TASK DESCRIPTION
Return every line of the records below that contains the word "segment".

++++ GIVEN DATA ++++

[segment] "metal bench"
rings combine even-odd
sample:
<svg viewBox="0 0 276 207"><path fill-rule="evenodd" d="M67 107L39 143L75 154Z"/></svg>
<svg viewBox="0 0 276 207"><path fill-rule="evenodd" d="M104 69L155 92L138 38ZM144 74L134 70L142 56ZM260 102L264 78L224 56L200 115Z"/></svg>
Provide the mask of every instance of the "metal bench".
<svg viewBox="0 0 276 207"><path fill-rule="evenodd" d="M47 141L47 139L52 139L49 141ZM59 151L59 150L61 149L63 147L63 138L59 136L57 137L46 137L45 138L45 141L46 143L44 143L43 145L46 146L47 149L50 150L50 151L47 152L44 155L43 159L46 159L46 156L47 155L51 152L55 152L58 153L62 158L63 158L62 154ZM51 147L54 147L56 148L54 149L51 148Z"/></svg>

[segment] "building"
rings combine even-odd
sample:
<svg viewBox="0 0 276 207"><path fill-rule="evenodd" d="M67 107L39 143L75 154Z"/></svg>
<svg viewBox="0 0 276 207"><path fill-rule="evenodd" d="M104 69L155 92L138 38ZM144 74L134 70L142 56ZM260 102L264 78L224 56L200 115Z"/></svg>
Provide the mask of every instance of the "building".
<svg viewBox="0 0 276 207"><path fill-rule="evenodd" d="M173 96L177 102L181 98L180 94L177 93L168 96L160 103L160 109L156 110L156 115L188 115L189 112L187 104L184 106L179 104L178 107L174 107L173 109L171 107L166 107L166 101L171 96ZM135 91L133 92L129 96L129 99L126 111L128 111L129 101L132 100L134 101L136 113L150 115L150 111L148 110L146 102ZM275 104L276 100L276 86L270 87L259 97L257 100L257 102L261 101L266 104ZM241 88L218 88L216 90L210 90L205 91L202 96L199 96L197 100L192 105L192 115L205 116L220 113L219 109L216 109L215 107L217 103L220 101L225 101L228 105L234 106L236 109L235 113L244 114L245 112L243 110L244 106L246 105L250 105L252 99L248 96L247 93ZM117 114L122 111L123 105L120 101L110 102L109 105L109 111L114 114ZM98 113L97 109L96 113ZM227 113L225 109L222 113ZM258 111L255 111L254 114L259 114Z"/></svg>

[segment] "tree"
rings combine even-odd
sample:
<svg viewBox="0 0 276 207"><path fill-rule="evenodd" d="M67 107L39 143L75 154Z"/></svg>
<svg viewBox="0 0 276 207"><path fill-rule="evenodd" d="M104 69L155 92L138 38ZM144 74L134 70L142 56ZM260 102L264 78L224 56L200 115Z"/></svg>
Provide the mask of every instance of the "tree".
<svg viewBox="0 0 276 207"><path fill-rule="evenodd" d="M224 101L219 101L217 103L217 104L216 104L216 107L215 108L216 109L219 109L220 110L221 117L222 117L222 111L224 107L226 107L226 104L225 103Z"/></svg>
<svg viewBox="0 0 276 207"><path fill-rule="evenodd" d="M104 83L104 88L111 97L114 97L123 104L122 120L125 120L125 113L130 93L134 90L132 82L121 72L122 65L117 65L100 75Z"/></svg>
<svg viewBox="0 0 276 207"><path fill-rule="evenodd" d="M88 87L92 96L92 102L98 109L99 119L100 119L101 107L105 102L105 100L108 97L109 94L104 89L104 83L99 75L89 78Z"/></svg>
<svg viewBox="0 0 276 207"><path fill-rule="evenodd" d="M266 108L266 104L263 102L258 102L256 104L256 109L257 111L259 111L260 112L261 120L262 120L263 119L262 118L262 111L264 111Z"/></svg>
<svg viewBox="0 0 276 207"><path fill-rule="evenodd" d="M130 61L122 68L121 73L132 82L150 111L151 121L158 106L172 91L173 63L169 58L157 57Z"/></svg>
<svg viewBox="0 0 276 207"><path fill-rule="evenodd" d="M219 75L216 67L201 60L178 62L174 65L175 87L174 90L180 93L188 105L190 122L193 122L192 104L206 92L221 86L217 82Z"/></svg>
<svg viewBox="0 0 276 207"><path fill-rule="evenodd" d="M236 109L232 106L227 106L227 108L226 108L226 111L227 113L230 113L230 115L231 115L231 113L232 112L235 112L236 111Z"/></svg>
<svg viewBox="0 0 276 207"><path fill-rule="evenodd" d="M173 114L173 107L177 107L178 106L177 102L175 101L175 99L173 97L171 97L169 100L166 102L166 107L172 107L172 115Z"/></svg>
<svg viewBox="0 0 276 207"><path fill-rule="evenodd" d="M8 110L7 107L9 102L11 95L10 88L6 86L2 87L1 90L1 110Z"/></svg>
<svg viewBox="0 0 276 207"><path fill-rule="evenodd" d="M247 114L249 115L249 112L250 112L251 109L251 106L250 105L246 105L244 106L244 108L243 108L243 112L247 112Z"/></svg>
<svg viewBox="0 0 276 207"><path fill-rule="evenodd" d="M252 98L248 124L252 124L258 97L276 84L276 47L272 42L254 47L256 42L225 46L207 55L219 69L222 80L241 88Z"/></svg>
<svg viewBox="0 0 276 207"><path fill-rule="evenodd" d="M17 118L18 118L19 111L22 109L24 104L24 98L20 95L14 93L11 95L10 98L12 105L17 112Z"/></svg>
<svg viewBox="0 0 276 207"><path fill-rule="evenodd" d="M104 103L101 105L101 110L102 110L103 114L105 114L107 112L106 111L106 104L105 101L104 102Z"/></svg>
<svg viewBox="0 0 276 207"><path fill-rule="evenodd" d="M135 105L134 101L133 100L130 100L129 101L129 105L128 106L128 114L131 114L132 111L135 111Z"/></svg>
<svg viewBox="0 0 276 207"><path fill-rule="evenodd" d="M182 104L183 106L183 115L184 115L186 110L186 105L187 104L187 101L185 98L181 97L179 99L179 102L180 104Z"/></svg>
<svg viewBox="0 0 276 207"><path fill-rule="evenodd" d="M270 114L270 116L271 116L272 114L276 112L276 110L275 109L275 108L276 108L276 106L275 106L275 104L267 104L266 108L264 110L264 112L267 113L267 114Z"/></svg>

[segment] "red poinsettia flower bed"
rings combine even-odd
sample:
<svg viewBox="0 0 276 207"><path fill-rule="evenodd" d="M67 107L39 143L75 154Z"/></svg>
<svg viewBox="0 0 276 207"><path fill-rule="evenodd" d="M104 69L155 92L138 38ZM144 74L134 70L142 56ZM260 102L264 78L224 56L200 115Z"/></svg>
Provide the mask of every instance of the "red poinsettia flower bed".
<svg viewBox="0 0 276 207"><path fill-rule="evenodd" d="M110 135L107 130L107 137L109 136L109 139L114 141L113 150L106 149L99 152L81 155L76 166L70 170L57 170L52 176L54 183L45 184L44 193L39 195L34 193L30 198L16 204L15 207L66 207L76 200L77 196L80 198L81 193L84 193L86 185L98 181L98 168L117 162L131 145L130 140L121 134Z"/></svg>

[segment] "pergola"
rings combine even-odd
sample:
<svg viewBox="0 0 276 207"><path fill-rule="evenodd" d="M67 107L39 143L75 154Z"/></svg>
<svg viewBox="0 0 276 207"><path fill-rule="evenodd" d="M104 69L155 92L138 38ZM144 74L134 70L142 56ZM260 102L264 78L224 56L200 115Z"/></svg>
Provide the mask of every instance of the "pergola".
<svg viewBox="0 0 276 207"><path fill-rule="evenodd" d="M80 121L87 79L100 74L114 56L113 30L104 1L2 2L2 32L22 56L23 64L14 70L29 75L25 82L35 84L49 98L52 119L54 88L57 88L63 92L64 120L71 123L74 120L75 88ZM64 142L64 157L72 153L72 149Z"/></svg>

++++

RESULT FOR THIS EXERCISE
[segment] "metal bench"
[segment] "building"
[segment] "tree"
[segment] "red poinsettia flower bed"
[segment] "pergola"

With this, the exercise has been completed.